* _About this task_: All lines below are to be output exactly as they stand.

* _Data shown_:
++++++
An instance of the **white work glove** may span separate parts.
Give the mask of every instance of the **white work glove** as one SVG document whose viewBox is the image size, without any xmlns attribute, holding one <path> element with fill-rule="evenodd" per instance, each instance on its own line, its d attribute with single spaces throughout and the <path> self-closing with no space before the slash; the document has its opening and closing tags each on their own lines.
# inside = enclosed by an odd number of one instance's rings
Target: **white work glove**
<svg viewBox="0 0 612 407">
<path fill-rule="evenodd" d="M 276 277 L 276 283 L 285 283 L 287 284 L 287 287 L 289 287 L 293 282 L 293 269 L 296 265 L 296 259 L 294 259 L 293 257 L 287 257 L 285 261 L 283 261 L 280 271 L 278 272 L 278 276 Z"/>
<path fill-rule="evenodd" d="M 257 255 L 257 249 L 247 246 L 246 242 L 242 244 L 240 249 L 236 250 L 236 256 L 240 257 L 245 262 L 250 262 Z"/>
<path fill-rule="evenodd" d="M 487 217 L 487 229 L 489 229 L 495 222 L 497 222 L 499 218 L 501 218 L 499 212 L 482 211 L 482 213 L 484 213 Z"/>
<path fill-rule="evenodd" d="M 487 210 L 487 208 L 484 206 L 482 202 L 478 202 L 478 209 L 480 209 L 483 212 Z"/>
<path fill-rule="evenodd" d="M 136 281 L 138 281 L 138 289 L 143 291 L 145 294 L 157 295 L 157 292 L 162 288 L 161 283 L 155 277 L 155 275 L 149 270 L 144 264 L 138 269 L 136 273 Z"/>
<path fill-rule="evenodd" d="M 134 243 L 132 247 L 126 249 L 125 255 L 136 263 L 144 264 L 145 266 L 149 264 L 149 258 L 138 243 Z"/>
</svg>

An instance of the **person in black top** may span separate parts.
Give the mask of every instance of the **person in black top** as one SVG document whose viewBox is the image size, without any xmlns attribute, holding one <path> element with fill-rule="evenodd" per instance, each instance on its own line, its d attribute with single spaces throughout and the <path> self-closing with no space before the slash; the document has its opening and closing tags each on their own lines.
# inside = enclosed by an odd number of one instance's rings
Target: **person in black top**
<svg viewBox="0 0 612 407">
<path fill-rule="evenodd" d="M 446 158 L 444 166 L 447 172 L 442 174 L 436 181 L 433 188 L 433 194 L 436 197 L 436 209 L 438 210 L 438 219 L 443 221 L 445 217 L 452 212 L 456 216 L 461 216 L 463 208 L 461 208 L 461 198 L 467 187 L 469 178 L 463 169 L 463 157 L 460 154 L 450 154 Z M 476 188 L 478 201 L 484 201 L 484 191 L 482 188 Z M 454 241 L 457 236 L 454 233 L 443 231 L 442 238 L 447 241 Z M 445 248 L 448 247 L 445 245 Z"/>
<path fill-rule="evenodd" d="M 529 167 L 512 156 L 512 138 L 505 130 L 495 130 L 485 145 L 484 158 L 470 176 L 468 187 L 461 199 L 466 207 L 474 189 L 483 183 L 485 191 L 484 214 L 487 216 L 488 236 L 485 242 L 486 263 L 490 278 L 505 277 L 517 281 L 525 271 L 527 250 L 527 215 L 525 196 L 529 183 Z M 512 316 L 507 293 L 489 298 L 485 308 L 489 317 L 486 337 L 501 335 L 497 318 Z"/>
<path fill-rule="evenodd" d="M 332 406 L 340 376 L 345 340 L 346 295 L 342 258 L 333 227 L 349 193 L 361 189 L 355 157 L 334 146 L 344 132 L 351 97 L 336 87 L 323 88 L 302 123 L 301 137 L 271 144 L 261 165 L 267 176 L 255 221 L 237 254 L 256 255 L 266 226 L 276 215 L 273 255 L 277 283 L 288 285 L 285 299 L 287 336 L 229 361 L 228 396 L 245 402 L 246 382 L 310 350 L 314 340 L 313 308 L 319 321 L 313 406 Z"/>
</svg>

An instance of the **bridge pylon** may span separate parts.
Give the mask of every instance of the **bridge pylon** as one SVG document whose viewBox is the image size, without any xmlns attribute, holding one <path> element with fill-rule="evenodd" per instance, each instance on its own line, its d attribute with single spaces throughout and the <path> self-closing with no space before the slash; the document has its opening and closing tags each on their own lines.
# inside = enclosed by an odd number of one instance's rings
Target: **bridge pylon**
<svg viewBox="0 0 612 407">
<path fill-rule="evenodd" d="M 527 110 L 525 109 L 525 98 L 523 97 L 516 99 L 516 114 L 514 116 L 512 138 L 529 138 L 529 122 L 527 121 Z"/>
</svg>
++++++
* _Response to this exercise_:
An instance of the **white work glove** may span separate parts.
Give the mask of every instance of the **white work glove** as one SVG document whose viewBox is the image size, without any xmlns attribute, holding one <path> element with fill-rule="evenodd" per instance, each instance on its own line, its d attribute with single spaces throughout and the <path> self-closing with no space before the slash; the document has its opening and closing tags each on their own lines.
# inside = enclosed by an odd number of one instance's rings
Target: **white work glove**
<svg viewBox="0 0 612 407">
<path fill-rule="evenodd" d="M 276 277 L 276 283 L 285 283 L 287 284 L 287 287 L 289 287 L 293 282 L 293 269 L 296 265 L 296 259 L 294 259 L 293 257 L 287 257 L 285 261 L 283 261 L 280 271 L 278 272 L 278 276 Z"/>
<path fill-rule="evenodd" d="M 257 255 L 257 249 L 247 246 L 246 242 L 242 244 L 240 249 L 236 250 L 236 256 L 240 257 L 245 262 L 250 262 Z"/>
<path fill-rule="evenodd" d="M 487 217 L 487 229 L 489 229 L 495 222 L 497 222 L 499 218 L 501 218 L 499 212 L 482 211 L 482 213 L 484 213 Z"/>
<path fill-rule="evenodd" d="M 487 210 L 487 208 L 484 206 L 482 202 L 478 202 L 478 209 L 480 209 L 483 212 Z"/>
<path fill-rule="evenodd" d="M 136 281 L 138 281 L 138 289 L 143 291 L 145 294 L 157 295 L 157 292 L 162 288 L 161 283 L 155 277 L 155 275 L 149 270 L 144 264 L 138 269 L 136 273 Z"/>
<path fill-rule="evenodd" d="M 134 243 L 132 247 L 126 249 L 125 255 L 136 263 L 144 264 L 145 266 L 149 264 L 149 258 L 138 243 Z"/>
</svg>

An instance of the **person in black top** may span separate parts.
Give the mask of every instance of the **person in black top** as one SVG document whose viewBox is the image size, without any xmlns attribute, holding one <path> element with fill-rule="evenodd" per instance, each instance on its own line, its d attribute with single spaces throughout and the <path> self-closing with no space before the slash; the document has its opening and closing tags each on their own lines.
# inside = enclosed by an odd number of one instance's rings
Target: **person in black top**
<svg viewBox="0 0 612 407">
<path fill-rule="evenodd" d="M 446 158 L 444 166 L 447 172 L 442 174 L 436 181 L 433 188 L 433 194 L 436 197 L 436 209 L 438 210 L 438 219 L 443 221 L 445 217 L 452 212 L 456 216 L 461 216 L 463 208 L 461 208 L 461 198 L 467 187 L 469 178 L 463 169 L 463 157 L 460 154 L 450 154 Z M 476 188 L 478 201 L 484 201 L 484 191 L 482 188 Z M 454 241 L 457 236 L 454 233 L 443 231 L 442 238 L 447 241 Z M 445 248 L 448 247 L 445 245 Z"/>
<path fill-rule="evenodd" d="M 529 167 L 512 156 L 512 138 L 505 130 L 495 130 L 485 145 L 484 158 L 470 176 L 468 187 L 461 199 L 466 207 L 474 189 L 483 183 L 485 191 L 484 214 L 487 216 L 488 236 L 485 242 L 486 263 L 490 278 L 505 277 L 517 281 L 525 271 L 527 250 L 527 215 L 525 196 L 529 183 Z M 512 316 L 507 293 L 489 298 L 485 308 L 489 317 L 486 337 L 501 335 L 497 318 Z"/>
<path fill-rule="evenodd" d="M 332 406 L 340 376 L 345 340 L 346 295 L 342 258 L 333 227 L 349 193 L 361 189 L 355 157 L 334 146 L 344 132 L 351 97 L 336 87 L 323 88 L 302 123 L 301 137 L 271 144 L 261 165 L 267 176 L 255 221 L 237 254 L 256 255 L 266 226 L 276 215 L 273 255 L 277 283 L 288 285 L 285 299 L 287 336 L 229 361 L 228 396 L 245 402 L 246 382 L 310 350 L 314 340 L 313 308 L 319 321 L 313 406 Z"/>
</svg>

An instance of the **bridge pylon** may span separate parts.
Give the mask of every instance of the **bridge pylon** as one SVG document whose viewBox is the image size, without any xmlns attribute, holding one <path> element with fill-rule="evenodd" per instance, each instance on its own line, its d attribute with single spaces throughout and the <path> self-closing with no space before the slash; the document has its opening and closing tags each on their own lines.
# inside = enclosed by an odd number of one instance's rings
Target: **bridge pylon**
<svg viewBox="0 0 612 407">
<path fill-rule="evenodd" d="M 527 110 L 525 109 L 525 98 L 523 97 L 516 99 L 516 114 L 514 116 L 512 138 L 529 138 L 529 122 L 527 121 Z"/>
</svg>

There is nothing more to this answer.